WHAT TO PRODUCE
Rewrite the stretch of the climate report article from "In the report, these" through "resilient production systems.", replacing "industry partners" with "sector partners".

EXERCISE PASSAGE

──────

Climate Catalogue report released at SCA World of Coffee
Image: Climate Catalogue
During SCA World of Coffee Berlin, the Climate Catalogue report was released, paving the way for investments into climate resilient coffee production.
The report, Brewing Up Climate Resilience in the Coffee Sector: Adaptation Strategies for Farmers, Plantations and Processors, is a collaboration between the Specialty Coffee Association (SCA), IDH – Sustainable Trade Initiative, Global Coffee Platform, initiative for coffee&climate and Conservation International.
In the report, these organisations collectively aim to raise awareness and show coffee industry partners opportunities for investments to support farmers and communities in the transition to more climate resilient production systems.
“For the first time, such documents are not only giving a clear understanding of the most pressing challenges but also highlight where there is room for investments to ensure the future of coffee production”, said Niels Haak from Conservation International.
“Coffee farmers and the coffee industry are equally challenged by the threats of climate change to the future suitability of coffee growing regions. Major shifts or entire loss are predicted”, said Caroline Glowka from Global Coffee Platform. “Climate change is amplifying the challenges already facing the industry.”
As a crop with highly specific temperatures and rainfall patterns critical to sustaining production, coffee is feeling the heat. “Climate change is more than just brewing, it’s beginning to reach a rolling boil”, said Tessa Meulensteen from IDH – Sustainable Trade Initiative. “That’s why we find it so important to make clear which investments are the most impactful, to ensure a future for the sector.”

──────

DATA EXCERPT
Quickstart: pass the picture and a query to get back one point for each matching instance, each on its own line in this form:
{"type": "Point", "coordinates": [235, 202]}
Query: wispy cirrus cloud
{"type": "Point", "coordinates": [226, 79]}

──────

THE COMPLETED TASK
In the report, these organisations collectively aim to raise awareness and show coffee sector partners opportunities for investments to support farmers and communities in the transition to more climate resilient production systems.